───── SUPPLIED MATERIAL ─────

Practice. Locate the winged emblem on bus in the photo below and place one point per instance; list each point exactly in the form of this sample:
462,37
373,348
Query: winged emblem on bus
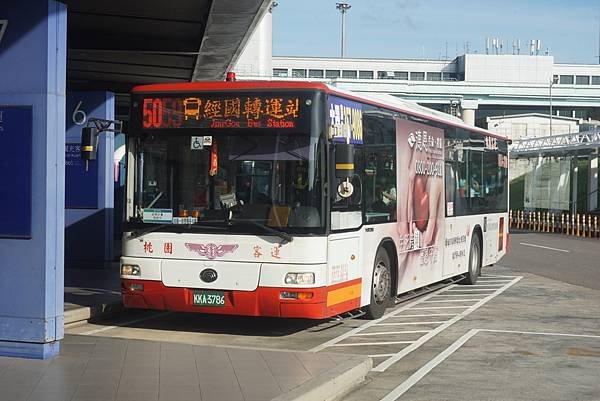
210,250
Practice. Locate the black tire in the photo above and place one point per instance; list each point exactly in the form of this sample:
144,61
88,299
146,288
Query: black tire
381,285
474,261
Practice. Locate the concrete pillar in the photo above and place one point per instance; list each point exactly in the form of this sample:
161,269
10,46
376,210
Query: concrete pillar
32,149
593,182
89,195
468,107
575,172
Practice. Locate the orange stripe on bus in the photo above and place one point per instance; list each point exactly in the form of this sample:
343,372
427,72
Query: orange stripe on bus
343,294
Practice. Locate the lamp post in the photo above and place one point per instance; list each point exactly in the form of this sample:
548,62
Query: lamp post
343,7
552,82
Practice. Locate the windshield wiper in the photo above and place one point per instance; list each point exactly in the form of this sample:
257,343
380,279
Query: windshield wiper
139,233
198,225
284,236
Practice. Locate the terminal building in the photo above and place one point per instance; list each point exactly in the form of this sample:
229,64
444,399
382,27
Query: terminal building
69,64
522,96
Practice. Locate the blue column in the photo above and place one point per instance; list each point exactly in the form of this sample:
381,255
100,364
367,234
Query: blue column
32,76
89,195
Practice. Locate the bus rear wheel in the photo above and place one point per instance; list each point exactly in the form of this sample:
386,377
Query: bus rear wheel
381,285
474,261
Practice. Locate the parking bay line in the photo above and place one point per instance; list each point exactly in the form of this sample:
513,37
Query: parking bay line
385,333
409,323
96,331
442,356
374,322
390,361
427,314
444,307
374,343
451,300
544,247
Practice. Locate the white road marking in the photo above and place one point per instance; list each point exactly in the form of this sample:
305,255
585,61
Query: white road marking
96,331
383,333
487,285
389,362
409,323
419,374
375,343
444,307
428,314
459,295
374,322
451,300
442,356
541,333
544,247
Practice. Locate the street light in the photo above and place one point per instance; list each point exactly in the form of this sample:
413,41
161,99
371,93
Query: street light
552,82
343,7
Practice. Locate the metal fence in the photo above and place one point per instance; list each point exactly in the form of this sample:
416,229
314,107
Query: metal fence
575,224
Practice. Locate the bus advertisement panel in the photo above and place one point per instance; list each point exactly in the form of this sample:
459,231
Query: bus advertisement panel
296,199
420,205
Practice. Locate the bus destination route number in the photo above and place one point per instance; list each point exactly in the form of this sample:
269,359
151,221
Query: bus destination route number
272,111
209,298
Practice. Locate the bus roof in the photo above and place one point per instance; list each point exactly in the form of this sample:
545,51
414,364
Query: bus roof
382,100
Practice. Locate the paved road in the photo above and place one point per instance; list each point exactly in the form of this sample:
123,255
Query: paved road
568,259
537,338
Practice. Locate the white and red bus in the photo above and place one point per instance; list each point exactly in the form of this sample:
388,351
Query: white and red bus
297,199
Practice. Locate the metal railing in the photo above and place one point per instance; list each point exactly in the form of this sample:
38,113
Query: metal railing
555,144
575,224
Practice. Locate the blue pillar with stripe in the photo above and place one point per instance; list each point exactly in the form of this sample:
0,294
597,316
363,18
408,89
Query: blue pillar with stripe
32,158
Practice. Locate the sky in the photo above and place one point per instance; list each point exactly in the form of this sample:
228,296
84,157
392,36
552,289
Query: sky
432,29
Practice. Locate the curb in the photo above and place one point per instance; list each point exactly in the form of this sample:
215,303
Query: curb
331,384
86,313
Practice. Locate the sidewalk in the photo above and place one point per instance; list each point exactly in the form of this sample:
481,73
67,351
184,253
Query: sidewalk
91,292
111,369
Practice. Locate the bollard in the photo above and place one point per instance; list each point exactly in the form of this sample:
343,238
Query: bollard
544,215
521,219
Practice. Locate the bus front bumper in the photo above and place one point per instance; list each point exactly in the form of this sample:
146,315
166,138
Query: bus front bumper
324,302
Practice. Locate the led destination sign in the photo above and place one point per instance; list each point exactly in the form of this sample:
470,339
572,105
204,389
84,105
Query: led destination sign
275,111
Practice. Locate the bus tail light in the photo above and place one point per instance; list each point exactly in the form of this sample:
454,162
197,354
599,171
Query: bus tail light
300,278
296,295
130,270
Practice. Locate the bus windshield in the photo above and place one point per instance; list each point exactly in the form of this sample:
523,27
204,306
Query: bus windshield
272,179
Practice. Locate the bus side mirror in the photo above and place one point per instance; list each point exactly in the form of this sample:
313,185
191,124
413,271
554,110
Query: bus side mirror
344,160
344,167
89,143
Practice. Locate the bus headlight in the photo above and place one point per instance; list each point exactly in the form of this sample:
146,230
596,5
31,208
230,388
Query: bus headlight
300,278
130,270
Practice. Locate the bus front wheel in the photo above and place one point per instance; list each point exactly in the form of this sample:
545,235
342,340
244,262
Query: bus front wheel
474,260
381,285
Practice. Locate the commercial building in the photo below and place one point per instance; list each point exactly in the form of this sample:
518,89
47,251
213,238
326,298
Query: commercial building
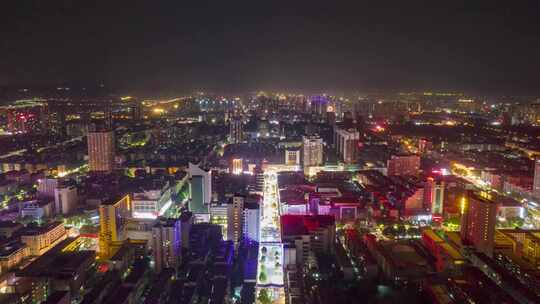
313,151
40,239
234,219
346,142
46,187
237,166
403,165
113,216
447,258
434,191
309,234
478,221
65,199
12,253
536,182
235,130
60,269
200,192
37,209
166,239
292,157
251,221
8,228
101,151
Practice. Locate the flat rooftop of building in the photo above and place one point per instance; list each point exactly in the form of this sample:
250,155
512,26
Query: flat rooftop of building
35,230
57,262
9,247
303,224
9,224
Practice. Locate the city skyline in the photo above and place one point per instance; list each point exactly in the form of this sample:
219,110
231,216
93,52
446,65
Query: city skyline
479,48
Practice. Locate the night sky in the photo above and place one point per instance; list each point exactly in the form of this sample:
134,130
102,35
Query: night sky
484,47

─────

Check the entries above line by line and return each one containing the word "below".

§ FINISHED TASK:
Practice. Locate the winged emblem on bus in the photo below and place one point per instance; list each point exactly in the form of this sample:
Practice. Locate the commercial building in the photo below and place one point per instance; list each point exactly in the form of this sample:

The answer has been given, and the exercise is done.